Estratto della pagina
——————————
Intorno al tavolo Sabina Morandi, scrittrice e giornalista scientifica nonché curatrice del volume, Gilberto Corbellini, ricercatore di storia della medicina allo stesso ateneo romano, Ivan Verga, rappresentante dell’associazione Verdi Ambiente e Società, e appunto Andrea Capocci. Centrata sul problema dei brevetti in ambito scientifico e sociale, con un esplicito richiamo all’Appello per la libertà della ricerca, l’iniziativa ha però sofferto dell’assenza di ricercatori e scienziati tra il pubblico (cui sono invece accorsi numerosi studenti), a dimostrare ancora una volta quanto sia difficile far passare all’interno della comunità scientifica messaggi che non siano direttamente legati alla richiesta di finanziamenti.
——————————
Consegna 1
Rispondi alle seguenti domande sul brano.
(a) Chi è la curatrice del volume?
(b) Quale associazione rappresenta Ivan Verga?
(c) Chi è accorso numeroso tra il pubblico?
Consegna 2
Estrai dal brano il passo che va da "Intorno al tavolo" fino a "richiesta di finanziamenti." compreso.

Righe da una fonte di dati:
——————————
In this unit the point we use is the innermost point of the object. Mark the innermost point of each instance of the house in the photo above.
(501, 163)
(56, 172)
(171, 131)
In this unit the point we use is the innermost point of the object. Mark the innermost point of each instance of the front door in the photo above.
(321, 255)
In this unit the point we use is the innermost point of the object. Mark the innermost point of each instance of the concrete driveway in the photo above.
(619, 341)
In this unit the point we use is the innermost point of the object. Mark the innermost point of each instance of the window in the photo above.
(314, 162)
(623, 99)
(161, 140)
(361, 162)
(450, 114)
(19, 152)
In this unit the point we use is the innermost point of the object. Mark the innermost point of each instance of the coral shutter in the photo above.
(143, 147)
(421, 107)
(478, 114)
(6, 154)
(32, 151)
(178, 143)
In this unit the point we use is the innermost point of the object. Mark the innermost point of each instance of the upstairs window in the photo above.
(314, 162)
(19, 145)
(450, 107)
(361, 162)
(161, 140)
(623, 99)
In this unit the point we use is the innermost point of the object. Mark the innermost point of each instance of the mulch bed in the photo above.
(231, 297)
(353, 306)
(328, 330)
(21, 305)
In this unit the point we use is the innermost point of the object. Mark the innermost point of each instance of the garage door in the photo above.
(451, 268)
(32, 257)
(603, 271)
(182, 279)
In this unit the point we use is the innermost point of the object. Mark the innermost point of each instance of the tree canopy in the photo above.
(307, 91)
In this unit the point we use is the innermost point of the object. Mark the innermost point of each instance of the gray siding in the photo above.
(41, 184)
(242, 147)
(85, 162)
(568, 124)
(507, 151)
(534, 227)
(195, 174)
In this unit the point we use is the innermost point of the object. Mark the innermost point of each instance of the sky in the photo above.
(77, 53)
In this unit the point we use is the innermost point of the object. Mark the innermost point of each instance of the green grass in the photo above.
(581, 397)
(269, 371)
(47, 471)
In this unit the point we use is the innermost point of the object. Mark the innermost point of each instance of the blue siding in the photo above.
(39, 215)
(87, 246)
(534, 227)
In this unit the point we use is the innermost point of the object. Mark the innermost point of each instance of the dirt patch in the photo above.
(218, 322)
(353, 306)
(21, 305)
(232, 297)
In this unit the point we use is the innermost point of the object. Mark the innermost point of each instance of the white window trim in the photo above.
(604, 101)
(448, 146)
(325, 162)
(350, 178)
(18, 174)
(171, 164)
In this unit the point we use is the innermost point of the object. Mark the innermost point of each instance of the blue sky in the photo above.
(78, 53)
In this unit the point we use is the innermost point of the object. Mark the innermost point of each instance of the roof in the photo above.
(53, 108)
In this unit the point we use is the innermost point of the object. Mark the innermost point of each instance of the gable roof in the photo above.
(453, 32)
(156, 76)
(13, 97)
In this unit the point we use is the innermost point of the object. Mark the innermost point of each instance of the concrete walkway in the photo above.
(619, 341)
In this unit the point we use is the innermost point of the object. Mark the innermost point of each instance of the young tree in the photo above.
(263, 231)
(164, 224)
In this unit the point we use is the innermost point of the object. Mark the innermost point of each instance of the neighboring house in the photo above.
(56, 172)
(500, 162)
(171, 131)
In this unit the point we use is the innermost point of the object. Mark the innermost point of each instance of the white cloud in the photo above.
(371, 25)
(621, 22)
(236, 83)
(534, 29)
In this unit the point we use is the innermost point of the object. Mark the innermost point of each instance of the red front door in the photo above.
——————————
Soluzione svolta 1
(a) Sabina Morandi.
(b) L'associazione Verdi Ambiente e Società.
(c) Numerosi studenti.

Soluzione svolta 2
Intorno al tavolo Sabina Morandi, scrittrice e giornalista scientifica nonché curatrice del volume, Gilberto Corbellini, ricercatore di storia della medicina allo stesso ateneo romano, Ivan Verga, rappresentante dell’associazione Verdi Ambiente e Società, e appunto Andrea Capocci. Centrata sul problema dei brevetti in ambito scientifico e sociale, con un esplicito richiamo all’Appello per la libertà della ricerca, l’iniziativa ha però sofferto dell’assenza di ricercatori e scienziati tra il pubblico (cui sono invece accorsi numerosi studenti), a dimostrare ancora una volta quanto sia difficile far passare all’interno della comunità scientifica messaggi che non siano direttamente legati alla richiesta di finanziamenti.